Exercise -> Copy each line in the data that includes the word "stall".

══════

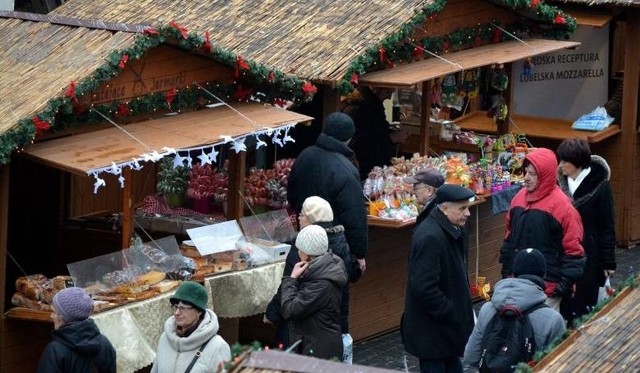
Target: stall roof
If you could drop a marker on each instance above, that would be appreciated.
(417, 72)
(99, 149)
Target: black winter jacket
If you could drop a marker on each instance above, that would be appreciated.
(594, 201)
(337, 245)
(324, 170)
(438, 315)
(78, 347)
(311, 303)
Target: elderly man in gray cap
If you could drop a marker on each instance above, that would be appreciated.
(425, 184)
(438, 314)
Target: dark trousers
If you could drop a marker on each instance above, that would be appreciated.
(448, 365)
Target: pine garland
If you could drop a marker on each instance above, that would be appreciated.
(254, 82)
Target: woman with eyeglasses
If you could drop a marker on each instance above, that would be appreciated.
(190, 341)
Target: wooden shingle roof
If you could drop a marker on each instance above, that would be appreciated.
(602, 2)
(316, 39)
(39, 59)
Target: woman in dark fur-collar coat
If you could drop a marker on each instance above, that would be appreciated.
(585, 179)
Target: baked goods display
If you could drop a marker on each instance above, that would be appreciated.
(207, 265)
(36, 291)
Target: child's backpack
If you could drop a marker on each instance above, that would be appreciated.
(508, 340)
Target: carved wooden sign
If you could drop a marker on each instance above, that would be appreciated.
(159, 70)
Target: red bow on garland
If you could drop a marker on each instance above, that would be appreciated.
(242, 94)
(241, 64)
(382, 54)
(170, 96)
(71, 92)
(123, 61)
(207, 43)
(560, 20)
(150, 31)
(354, 79)
(308, 88)
(41, 125)
(183, 30)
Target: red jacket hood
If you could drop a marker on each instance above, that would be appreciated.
(546, 164)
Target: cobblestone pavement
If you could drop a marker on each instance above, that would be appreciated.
(387, 351)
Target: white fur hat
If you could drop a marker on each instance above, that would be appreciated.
(317, 209)
(312, 240)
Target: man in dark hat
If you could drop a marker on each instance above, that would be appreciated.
(438, 314)
(524, 291)
(425, 184)
(325, 170)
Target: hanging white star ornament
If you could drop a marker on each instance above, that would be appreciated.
(114, 169)
(213, 156)
(204, 159)
(99, 182)
(136, 165)
(286, 137)
(226, 138)
(260, 143)
(155, 156)
(178, 161)
(239, 145)
(277, 140)
(147, 157)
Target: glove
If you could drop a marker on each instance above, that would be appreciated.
(563, 288)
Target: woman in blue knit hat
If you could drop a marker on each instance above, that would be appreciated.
(77, 344)
(190, 341)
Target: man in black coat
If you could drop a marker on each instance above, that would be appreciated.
(325, 170)
(438, 314)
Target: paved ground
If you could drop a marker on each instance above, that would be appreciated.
(388, 352)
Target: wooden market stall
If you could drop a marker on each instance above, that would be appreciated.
(430, 34)
(136, 97)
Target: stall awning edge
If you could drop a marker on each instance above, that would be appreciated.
(417, 72)
(100, 149)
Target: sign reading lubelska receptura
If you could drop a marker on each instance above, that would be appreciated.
(564, 84)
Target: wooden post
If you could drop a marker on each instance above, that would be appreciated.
(127, 213)
(629, 120)
(4, 222)
(330, 102)
(235, 190)
(425, 114)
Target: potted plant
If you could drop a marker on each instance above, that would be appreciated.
(172, 182)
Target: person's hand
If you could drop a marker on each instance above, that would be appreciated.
(609, 272)
(298, 269)
(362, 264)
(398, 136)
(561, 290)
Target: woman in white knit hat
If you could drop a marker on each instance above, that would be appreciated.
(316, 210)
(312, 295)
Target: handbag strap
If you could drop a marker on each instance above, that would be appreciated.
(195, 358)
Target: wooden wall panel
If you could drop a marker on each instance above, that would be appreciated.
(377, 300)
(22, 345)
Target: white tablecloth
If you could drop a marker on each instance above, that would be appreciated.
(244, 293)
(134, 329)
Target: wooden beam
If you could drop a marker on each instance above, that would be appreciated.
(629, 119)
(235, 194)
(127, 211)
(425, 114)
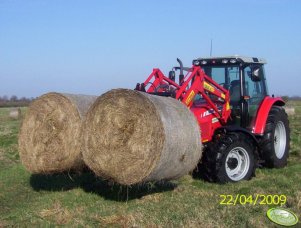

══════

Result for this exercise ->
Target: stall roof
Target: wooden market stall
Target: stall awning edge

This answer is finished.